### TÂCHE DEMANDÉE 1
Relevez tous les noms de personnes mentionnés dans le texte sur la mission de Louisa Barnes Pratt.

##### TEXTE FOURNI #####

Louisa
Barnes Pratt nourrit les polynésiens
par
Brittany Chapman, le 30 juin 2012
Louisa
Barnes Pratt, une des premières sœurs missionnaires de
l’Église de Jésus-Christ des saints des derniers
jours en Polynésie française, a servi avec son mari et
ses quatre filles sur l’île de Tubuai de 1851 à
1852. Le 11 mai 1843, Addison Pratt, le mari de Louisa, avait été
appelé par Joseph Smith à prêcher l’Évangile
en Océanie. Addison et trois collègues missionnaires
arrivèrent à Tubuai le 30 avril 1844 et commencèrent
à enseigner l’Évangile, faisant des centaines de
convertis.

#####

### TÂCHE DEMANDÉE 2
Dans les lignes de données, reprenez le passage allant de la ligne qui contient « Detect green ceiling » jusqu'à celle qui contient « 380 260 436 297 » en remplaçant « each instance » par « every instance », sans rien modifier d'autre.

##### DONNÉES FOURNIES #####

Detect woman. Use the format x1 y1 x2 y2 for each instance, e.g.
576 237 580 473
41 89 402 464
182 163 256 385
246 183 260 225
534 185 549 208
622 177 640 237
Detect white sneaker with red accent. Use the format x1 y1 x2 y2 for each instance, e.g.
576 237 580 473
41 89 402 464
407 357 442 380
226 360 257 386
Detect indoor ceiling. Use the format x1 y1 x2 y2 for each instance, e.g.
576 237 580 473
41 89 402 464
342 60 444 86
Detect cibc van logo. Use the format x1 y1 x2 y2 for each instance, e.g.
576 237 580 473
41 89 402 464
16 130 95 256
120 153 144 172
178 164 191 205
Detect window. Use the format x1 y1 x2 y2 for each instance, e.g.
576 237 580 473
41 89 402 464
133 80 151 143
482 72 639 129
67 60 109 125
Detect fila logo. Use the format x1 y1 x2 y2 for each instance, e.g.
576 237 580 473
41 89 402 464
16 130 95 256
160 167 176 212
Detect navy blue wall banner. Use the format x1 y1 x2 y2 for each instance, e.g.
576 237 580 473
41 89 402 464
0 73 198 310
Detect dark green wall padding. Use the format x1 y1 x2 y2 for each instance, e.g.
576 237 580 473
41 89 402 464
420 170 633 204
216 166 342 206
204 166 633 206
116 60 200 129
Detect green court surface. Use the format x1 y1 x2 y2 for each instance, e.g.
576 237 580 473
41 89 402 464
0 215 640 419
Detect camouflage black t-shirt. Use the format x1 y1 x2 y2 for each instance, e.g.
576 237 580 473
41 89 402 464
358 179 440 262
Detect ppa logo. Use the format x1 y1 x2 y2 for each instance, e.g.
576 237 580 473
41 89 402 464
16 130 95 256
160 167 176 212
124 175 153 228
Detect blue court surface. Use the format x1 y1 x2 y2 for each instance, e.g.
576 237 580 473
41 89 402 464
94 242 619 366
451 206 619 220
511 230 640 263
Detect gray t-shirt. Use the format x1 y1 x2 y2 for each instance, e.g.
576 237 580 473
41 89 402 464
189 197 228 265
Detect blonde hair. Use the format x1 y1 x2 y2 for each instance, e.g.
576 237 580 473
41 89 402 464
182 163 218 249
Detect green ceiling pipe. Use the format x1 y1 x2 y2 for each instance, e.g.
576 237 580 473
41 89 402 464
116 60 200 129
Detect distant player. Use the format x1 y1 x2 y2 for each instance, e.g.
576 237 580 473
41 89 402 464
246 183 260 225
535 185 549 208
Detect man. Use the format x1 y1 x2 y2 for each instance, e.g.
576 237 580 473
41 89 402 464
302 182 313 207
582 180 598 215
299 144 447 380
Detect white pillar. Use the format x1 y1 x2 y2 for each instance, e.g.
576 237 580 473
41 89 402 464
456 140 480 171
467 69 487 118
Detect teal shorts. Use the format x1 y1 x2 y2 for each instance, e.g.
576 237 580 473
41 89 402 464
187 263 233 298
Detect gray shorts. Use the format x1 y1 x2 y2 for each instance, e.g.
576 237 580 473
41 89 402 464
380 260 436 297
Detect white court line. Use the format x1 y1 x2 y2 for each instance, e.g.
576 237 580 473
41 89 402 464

#####

### RÉSULTAT ATTENDU 1
Louisa Barnes Pratt, Brittany Chapman, Addison Pratt, Joseph Smith

### RÉSULTAT ATTENDU 2
Detect green ceiling pipe. Use the format x1 y1 x2 y2 for every instance, e.g.
576 237 580 473
41 89 402 464
116 60 200 129
Detect distant player. Use the format x1 y1 x2 y2 for every instance, e.g.
576 237 580 473
41 89 402 464
246 183 260 225
535 185 549 208
Detect man. Use the format x1 y1 x2 y2 for every instance, e.g.
576 237 580 473
41 89 402 464
302 182 313 207
582 180 598 215
299 144 447 380
Detect white pillar. Use the format x1 y1 x2 y2 for every instance, e.g.
576 237 580 473
41 89 402 464
456 140 480 171
467 69 487 118
Detect teal shorts. Use the format x1 y1 x2 y2 for every instance, e.g.
576 237 580 473
41 89 402 464
187 263 233 298
Detect gray shorts. Use the format x1 y1 x2 y2 for every instance, e.g.
576 237 580 473
41 89 402 464
380 260 436 297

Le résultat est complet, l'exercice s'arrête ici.